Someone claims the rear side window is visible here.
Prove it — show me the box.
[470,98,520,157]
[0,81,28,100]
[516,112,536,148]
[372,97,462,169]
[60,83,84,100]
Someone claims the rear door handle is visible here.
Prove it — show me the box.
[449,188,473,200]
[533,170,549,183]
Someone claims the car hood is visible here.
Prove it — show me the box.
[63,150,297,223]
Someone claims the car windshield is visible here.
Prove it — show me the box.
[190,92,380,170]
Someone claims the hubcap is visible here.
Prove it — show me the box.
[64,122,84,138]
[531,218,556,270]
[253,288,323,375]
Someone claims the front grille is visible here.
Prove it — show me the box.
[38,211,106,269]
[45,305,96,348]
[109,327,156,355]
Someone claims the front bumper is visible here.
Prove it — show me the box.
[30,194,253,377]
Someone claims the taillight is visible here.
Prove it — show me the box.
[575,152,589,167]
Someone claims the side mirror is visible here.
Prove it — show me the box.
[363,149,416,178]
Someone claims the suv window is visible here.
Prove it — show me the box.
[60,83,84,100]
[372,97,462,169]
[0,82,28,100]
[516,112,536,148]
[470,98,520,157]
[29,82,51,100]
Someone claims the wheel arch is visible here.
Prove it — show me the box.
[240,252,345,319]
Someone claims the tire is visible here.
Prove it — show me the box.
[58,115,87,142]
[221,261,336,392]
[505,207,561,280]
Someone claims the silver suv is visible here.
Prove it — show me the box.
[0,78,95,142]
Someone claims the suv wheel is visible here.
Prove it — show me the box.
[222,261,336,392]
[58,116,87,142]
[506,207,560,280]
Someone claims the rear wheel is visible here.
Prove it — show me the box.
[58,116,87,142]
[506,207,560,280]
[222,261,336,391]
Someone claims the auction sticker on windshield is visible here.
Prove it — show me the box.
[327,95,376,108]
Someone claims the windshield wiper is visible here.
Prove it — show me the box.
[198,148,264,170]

****************************************

#### [Work required]
Repeat every line from the start of the records through the line containing "[109,327,156,355]", requests included, and stop there. Multiply each bounding-box coordinate in the answers by 1.9, rounding to whole numbers with halves going up.

#### [Task solution]
Someone claims the rear side window is visible here.
Prove it — show me the box.
[893,186,988,298]
[0,154,53,190]
[980,213,1018,281]
[707,184,878,321]
[114,158,160,190]
Someone claims the rear door handle is visible here.
Prove it — show me the box.
[853,357,899,380]
[1013,323,1043,348]
Someone claims the car hood is visible here.
Prove it — show me the box.
[120,285,564,424]
Someone claims the car windshield is visible here.
Prove it — show me the box.
[361,175,722,323]
Someone claims the hubcap is visible here.
Prove it — show me the box.
[122,232,160,262]
[1009,414,1056,513]
[481,547,614,713]
Someone claims the front grille is visible here.
Prove it — show me the box.
[72,401,201,511]
[86,580,182,661]
[207,621,296,675]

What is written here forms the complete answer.